Type out the records that follow, exactly as given.

★ ★ ★ ★ ★

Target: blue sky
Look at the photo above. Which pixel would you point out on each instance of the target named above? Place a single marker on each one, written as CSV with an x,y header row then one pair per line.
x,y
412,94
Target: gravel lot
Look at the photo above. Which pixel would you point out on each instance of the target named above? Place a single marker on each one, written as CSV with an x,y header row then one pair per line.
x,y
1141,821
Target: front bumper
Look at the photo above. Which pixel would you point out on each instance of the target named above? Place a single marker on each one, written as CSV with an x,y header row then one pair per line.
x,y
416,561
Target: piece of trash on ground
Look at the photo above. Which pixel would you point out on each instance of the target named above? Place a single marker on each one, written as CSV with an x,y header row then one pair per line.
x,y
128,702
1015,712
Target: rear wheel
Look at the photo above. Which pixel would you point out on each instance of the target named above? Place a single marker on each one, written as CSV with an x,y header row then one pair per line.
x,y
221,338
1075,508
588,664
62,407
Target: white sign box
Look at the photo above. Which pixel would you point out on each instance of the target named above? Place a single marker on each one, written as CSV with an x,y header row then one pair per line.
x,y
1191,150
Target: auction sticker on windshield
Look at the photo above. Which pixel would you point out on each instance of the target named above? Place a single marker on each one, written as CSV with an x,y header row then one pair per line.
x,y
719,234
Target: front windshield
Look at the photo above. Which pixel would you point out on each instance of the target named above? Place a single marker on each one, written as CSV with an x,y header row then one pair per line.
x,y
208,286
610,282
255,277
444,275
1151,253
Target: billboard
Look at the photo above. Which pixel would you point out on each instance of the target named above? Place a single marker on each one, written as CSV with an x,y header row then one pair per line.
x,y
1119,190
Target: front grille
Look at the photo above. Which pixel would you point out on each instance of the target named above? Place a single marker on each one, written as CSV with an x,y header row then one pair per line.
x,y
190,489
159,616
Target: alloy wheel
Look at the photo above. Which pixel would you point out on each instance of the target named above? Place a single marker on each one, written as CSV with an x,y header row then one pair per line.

★ ★ ★ ★ ★

Exercise answer:
Target: blue sky
Look at the photo above. Which pixel would you point out on each instance of the target named above? Place a single marker on each one, written as CSV with an x,y header row then one pair per line.
x,y
412,94
Target: gravel lot
Look at the photo above. Which pixel would you point out on each instance of the target named above? Place a single marker on each one, written as CSV with an x,y header row then one pair per line.
x,y
1141,821
Target: front bumper
Look at the photo above. Which pixel would you point out on each instance of the target named above? Place a single marker on each one, written as CSV with an x,y header row then one pair per line.
x,y
416,561
Target: piece of trash on ground
Look at the photo above. Which pixel would you point out on each instance of the target named above? Place a single marker on each one, written as CSV with an x,y header row then one pair per line.
x,y
128,702
1015,712
Target: rear wheel
Look at the photo above. Which pixel would you point out on each instance of the target named above? Place a single marker on each one, written as CSV with an x,y header row then one pair per line.
x,y
221,338
1075,508
588,664
62,407
Target: white sign box
Look at the photo above. Which pixel would you point out on each instance of the target named above? Place a single marker on each one, written as CSV with an x,y header row then one pair per line.
x,y
1191,150
Target: auction sticker on windshield
Look at the photo above. Which pixel would you point out on each instance of the target named above? Place a single marker on each one, written as CSV with an x,y header row then one pair per line.
x,y
719,234
Target: front windshield
Look at the photo above. Which pixel would you point out on each instance of the target named above? Place a single marker on each one, written as CSV with an x,y header row then one pair per line.
x,y
208,286
610,282
255,277
444,275
1151,253
Target: billboard
Look at the photo above. Which pixel would you point out on each instance of the target named above? Place a single marker on each one, written as CSV with an x,y header row then one pair per line.
x,y
1119,190
Target: front grille
Look at the photo above. Which pixel would you point out on each instance of the target named above? Place a single marker on each one, written as CSV with an x,y header row then one pair per line.
x,y
190,489
159,616
Target: alloy wheel
Look at the photo above. Which pixel would you point out on each instance of the target named above? Place a single marker on each one, written as CSV with an x,y header row then one pair per line.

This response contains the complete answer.